Source extract
## Start

Full Program Budget Summary
| Work Package | Year 1 (ADA) | Year 2 (ADA) | Year 3 (ADA) | Total (ADA) |
|---|---|---|---|---|
| WP1 — Operations and Governance | 667,000 | 667,000 | 666,000 | 2,000,000 |
| WP2 — Maintenance Fund | 1,200,000 | 2,400,000 | 2,400,000 | 6,000,000 |
| WP3 — Maintainer Development | 600,000 | 1,200,000 | 1,200,000 | 3,000,000 |
| WP4 — CodeForUs Bounty Program | 166,000 | 167,000 | 167,000 | 500,000 |
| WP5 — Ecosystem Activation Reserve | 100,000 | 200,000 | 200,000 | 500,000 |
| TOTAL | 2,733,000 | 4,634,000 | 4,633,000 | 12,000,000 ADA |
The portfolio reserve within WP2 (1,125,000 ADA) is returned to the Cardano Treasury if undeployed at program end. See Section 5 for repayment conditions.
Operations Budget — 2,000,000 ADA
Operations is governance independence infrastructure, not overhead, the structural difference between dOSPO/OMF and foundation-backed programs. Unneeded roles / salaries will be returned.

## End

Collected data

## Start

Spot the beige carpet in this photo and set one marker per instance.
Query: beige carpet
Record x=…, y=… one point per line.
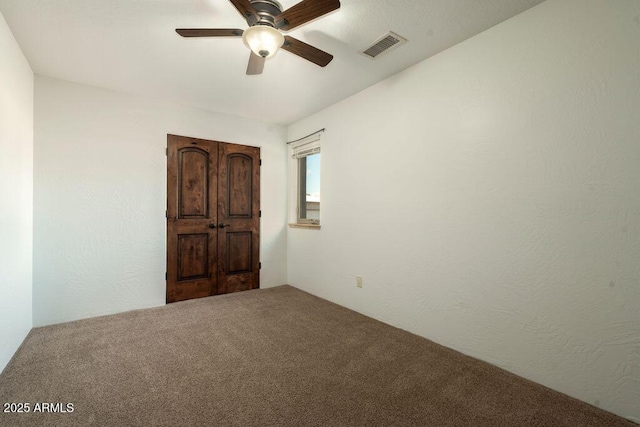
x=266, y=358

## End

Problems
1. In the program budget summary, what is the total ADA allocated to WP2, the Maintenance Fund?
2. In one to three sentences, explain why the program budget summary says the operations budget should not be seen as overhead.
3. Please continue the program budget summary from its last sentence.

Answers given
1. 6,000,000 ADA.

2. The summary calls operations governance independence infrastructure rather than overhead. It gives this as the structural difference between dOSPO/OMF and foundation-backed programs.

3.
| Role / Function | Annual (ADA) | 3-Year Total (ADA) | Notes |
|---|---|---|---|
| Program Director — Christian Taylor / OS Cowboy Consulting (transitional, dOSPO entity from month 7) | 180,000 | 540,000 | No founding entity affiliation |
| Program Manager | 120,000 | 360,000 | Retainer admin, reporting, council support |
| Security Coordination (part-time contractor) | 80,000 | 240,000 | Pre-incident protocol, SPO liaison |
| Legal and Compliance | 50,000 | 150,000 | Entity formation Yr1, ongoing compliance Yrs 2–3 |
| Governance Facilitation | 40,000 | 120,000 | DRep engagement, proposal administration |
| Tooling and Infrastructure | 30,000 | 90,000 | Program management systems |
| Dependency Audit Analytics (Yr1: 60K, Yrs 2–3: 30K) | 40,000 avg | 120,000 | Tooling and refresh support |
| Contingency — 10% operational reserve | 90,000 | 270,000 | |
| TOTAL OPS | ~650,000/yr | 1,890,000 | Under 2,000,000 ADA budget |
Program Oversight and Governance
Two independent councils are constituted before any program funding decisions are made. Both publish meeting minutes within 72 hours.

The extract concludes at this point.